— Text block —
= = = = =
New Approaches to Project Risk Assessment Utilizing the Monte Carlo Method

Sustainability 2023, 15(2), 1006; https://doi.org/10.3390/su15021006
by Andrea Senova 1, Alica Tobisova 2,* and Robert Rozenberg 2
Reviewer 1: Anonymous
Reviewer 2:
Reviewer 3: Anonymous
Reviewer 4:
Sustainability 2023, 15(2), 1006; https://doi.org/10.3390/su15021006
Submission received: 5 December 2022 / Revised: 30 December 2022 / Accepted: 2 January 2023 / Published: 5 January 2023

Round 1

Reviewer 1 Report

Review report on the use of the New Approaches in the Project Risk Assessment Utilizing the Monte Carlo Method 

I have gone through the manuscript and found it fit for the scope of this journal. The issues researched are relevant and stand the potential of advancing knowledge in the extant literature. I provide the following comments for the authors to consider.

1.     Despite providing good and convincing arguments that led to the statement of purpose of the article, authors failed to complete their efforts with the contributions their research has to offer. Authors should state what is apparently at stake and how their research diverges from that. Besides, the various ways which the article intends

2.     Rope 138 needs to be supplemented with literature.

3.     The literature review looks scanty. Is that all that has been written in relation to the subjected matter?  Moreover, author should create a paragraph at the end of the review to critique the existing studies and identify the gaps their work hope to fill. In addition, authors should update it with studies up to 2022.

4.     The discussion of results should be linked to recent studies.

5.     Conclusion can be improved.

6.     The policy recommendations are weak in their present form. They can strengthen it by relating the findings to the recommends.

7.     Limitation and future research opportunity should be identified. 

Overall, the paper is full of potentials that can be evident if the comments above are addressed.

Author Response

Dear Reviewer 1:

Thank you for your review. We are grateful for your comments you put into maintaining the high quality of our article. We revised the article „New Approaches in the Project Risk Assessment Utilizing the Monte Carlo Method” according to your review.

 

No

Reviewer Comments

Response

1

Despite providing good and convincing arguments that led to the statement of purpose of the article, authors failed to complete their efforts with the contributions their research has to offer. Authors should state what is apparently at stake and how their research diverges from that. Besides, the various ways which the article intends.

At the end of the Introduction, a paragraph was added about the purpose of our research and its benefits for businesses in the Slovak Republic. According to the requirements of other reviews, the direction of research in the future was presented at the end of the Discussion section and evaluated at the end of the article.

2

Rope 138 needs to be supplemented with literature.

A citation according to the list of references was added to line 138.
= = = = =
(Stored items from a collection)

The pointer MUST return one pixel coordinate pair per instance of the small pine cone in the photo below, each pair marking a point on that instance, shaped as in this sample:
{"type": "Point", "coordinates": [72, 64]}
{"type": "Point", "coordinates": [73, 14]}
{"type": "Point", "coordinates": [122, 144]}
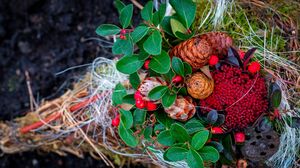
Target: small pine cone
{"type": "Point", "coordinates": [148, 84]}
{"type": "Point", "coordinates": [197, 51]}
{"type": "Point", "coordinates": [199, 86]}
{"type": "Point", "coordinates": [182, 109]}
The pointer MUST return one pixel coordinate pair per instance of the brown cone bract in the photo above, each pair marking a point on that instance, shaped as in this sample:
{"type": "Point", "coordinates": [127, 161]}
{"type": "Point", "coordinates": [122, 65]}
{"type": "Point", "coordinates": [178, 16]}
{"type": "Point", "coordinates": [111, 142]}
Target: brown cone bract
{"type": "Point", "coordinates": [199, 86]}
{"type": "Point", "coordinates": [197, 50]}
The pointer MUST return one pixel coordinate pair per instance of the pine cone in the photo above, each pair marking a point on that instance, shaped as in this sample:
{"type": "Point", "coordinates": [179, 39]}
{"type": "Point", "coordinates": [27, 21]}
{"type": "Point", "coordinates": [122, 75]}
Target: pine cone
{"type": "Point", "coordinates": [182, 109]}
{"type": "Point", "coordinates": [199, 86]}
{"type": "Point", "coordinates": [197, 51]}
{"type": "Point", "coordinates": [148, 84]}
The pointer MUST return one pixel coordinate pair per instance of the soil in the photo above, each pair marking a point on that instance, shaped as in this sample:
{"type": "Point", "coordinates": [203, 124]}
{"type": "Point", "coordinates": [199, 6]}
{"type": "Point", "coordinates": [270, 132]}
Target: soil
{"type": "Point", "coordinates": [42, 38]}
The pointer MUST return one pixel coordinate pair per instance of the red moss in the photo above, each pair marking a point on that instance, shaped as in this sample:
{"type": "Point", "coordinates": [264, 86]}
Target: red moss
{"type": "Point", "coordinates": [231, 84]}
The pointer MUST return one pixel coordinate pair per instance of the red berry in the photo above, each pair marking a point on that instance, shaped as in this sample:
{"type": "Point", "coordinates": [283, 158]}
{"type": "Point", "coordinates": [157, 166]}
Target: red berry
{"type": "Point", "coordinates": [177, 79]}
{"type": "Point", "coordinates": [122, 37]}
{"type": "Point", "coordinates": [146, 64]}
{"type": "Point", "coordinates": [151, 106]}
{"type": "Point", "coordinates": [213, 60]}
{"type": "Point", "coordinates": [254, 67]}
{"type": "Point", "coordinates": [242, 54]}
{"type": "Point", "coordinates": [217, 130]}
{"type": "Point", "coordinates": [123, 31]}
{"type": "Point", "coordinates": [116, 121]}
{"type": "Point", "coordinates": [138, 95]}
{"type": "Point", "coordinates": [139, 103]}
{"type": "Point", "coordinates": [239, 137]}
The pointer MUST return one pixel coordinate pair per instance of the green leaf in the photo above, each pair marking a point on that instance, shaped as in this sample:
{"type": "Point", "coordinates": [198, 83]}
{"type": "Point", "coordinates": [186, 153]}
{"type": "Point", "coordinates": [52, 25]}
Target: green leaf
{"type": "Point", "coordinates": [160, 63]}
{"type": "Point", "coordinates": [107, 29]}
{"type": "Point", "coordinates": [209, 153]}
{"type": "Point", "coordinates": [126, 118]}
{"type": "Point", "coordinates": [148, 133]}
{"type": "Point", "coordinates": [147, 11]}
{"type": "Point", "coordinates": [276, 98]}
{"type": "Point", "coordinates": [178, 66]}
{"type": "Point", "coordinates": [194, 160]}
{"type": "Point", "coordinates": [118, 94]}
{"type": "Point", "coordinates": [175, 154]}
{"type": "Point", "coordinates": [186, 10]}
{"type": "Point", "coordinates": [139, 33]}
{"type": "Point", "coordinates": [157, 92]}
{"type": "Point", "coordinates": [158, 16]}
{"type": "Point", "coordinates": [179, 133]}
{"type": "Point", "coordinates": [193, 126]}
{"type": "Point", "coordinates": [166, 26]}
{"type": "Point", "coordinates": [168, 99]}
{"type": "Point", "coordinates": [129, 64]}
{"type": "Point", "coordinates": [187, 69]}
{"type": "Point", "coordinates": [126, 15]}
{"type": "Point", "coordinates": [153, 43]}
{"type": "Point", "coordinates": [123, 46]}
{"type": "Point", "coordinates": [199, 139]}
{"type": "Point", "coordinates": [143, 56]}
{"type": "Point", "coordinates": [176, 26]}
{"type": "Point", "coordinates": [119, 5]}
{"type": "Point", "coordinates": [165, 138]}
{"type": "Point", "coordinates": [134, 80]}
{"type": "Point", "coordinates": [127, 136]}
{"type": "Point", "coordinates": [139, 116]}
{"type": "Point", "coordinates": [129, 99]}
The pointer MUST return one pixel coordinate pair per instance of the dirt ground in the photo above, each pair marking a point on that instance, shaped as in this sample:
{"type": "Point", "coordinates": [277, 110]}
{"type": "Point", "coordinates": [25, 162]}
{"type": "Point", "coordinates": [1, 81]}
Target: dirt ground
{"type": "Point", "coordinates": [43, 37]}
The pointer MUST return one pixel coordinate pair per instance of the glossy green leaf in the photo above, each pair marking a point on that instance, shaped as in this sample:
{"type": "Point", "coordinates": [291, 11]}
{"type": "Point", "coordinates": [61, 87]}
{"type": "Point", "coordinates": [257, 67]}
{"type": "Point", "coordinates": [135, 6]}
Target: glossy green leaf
= = = = =
— Things to do —
[a] Reproduce the part of the peer review text on Monte Carlo risk assessment that begins at the words "1.     Despite" and ends after the words "2.     Rope 138 needs to be supplemented with literature.".
[b] Write what comes next in the peer review text on Monte Carlo risk assessment, starting after its last sentence.

— Results for each task —
[a]
1.     Despite providing good and convincing arguments that led to the statement of purpose of the article, authors failed to complete their efforts with the contributions their research has to offer. Authors should state what is apparently at stake and how their research diverges from that. Besides, the various ways which the article intends

2.     Rope 138 needs to be supplemented with literature.

[b]
3

The literature review looks scanty. Is that all that has been written in relation to the subjected matter?  Moreover, author should create a paragraph at the end of the review to critique the existing studies and identify the gaps their work hope to fill. In addition, authors should update it with studies up to 2022.

Additional sources were added to the literature review. At the end of Introduction a paragraph was added which identifies gaps in practice and enables the application of our proposed approach in enterprises in the territory of the Slovak Republic.

In the Discussion, a paragraph was added in which our research was compared with other studies. At the same time, studies from 2022 were added to the literature review.

4

The discussion of results should be linked to recent studies.

The Discussion section has been revised and supplemented with current studies.

5

Conclusion can be improved.

The section Conclusion was revised and supplemented with an evaluation of the research.

6

The policy recommendations are weak in their present form. They can strengthen it by relating the findings to the recommends.

The policy recommendations were strengthened by additional research in the Introduction and Discussion sections. Recommendations were added in the Discussion and Conclusion section.

7

Limitation and future research opportunity should be identified.

Limits and future research were defined in the Discussion and Conclusion section.

We hope that our corrections met your expectations. If the article will be approved for publication, we will use MDPI service for English revisions. In case of further comments, we are ready to process them. Thank you for your consideration.

Sincerely,                                                                                                                                                       

                                                                  Ing. Alica Tobisova, PhD., Ing. Paed-IGIP

Author Response File: Author Response.pdf

Reviewer 2 Report

1.       The first paragraph of the introduction has no reference? Referencing in the introduction should be checked completely.

2.       It is better to dedicate the last paragraph of the introduction to the purpose of the study.

3.       The terms used in figure 1 are unknown, authors should not use dumb or incomprehensible things.

4.       In figures 8 and 9, it is better to specify the values of different percentiles such as 50 or 95, etc.

5.       In figures 10 and 11, negative values are not interpreted and analyzed.

6.       It is better to compare the results of this study with other studies and determine the reasons for the similarities or discrepancies.

Author Response

Dear Reviewer 2:

Thank you for your review. We are grateful for your comments you put into maintaining the high quality of our article. We revised the article „New Approaches in the Project Risk Assessment Utilizing the Monte Carlo Method” according to your review.

 

No

Reviewer Comments

Response

1

The first paragraph of the introduction has no reference? Referencing in the introduction should be checked completely.

The first paragraph in the introduction is our thoughts, which we created with the purpose of creating an introduction to the problem being addressed. The references in the Introduction have been checked and any errors corrected. At the same time, the introduction was supplemented with other necessary citations requested by other reviewers.

2

It is better to dedicate the last paragraph of the introduction to the purpose of the study.

A paragraph describing the purpose of the article was added to the introduction.

3

The terms used in figure 1 are unknown, authors should not use dumb or incomprehensible things.

Figure 1 and 2 were accidentally flipped. We have adjusted the order of the images and the relevant text as needed.

The terms referring to the products in Figure 1 are not invented by us. These are the names of products used by the company in which the research was carried out.

4

In figures 8 and 9, it is better to specify the values of different percentiles such as 50 or 95, etc.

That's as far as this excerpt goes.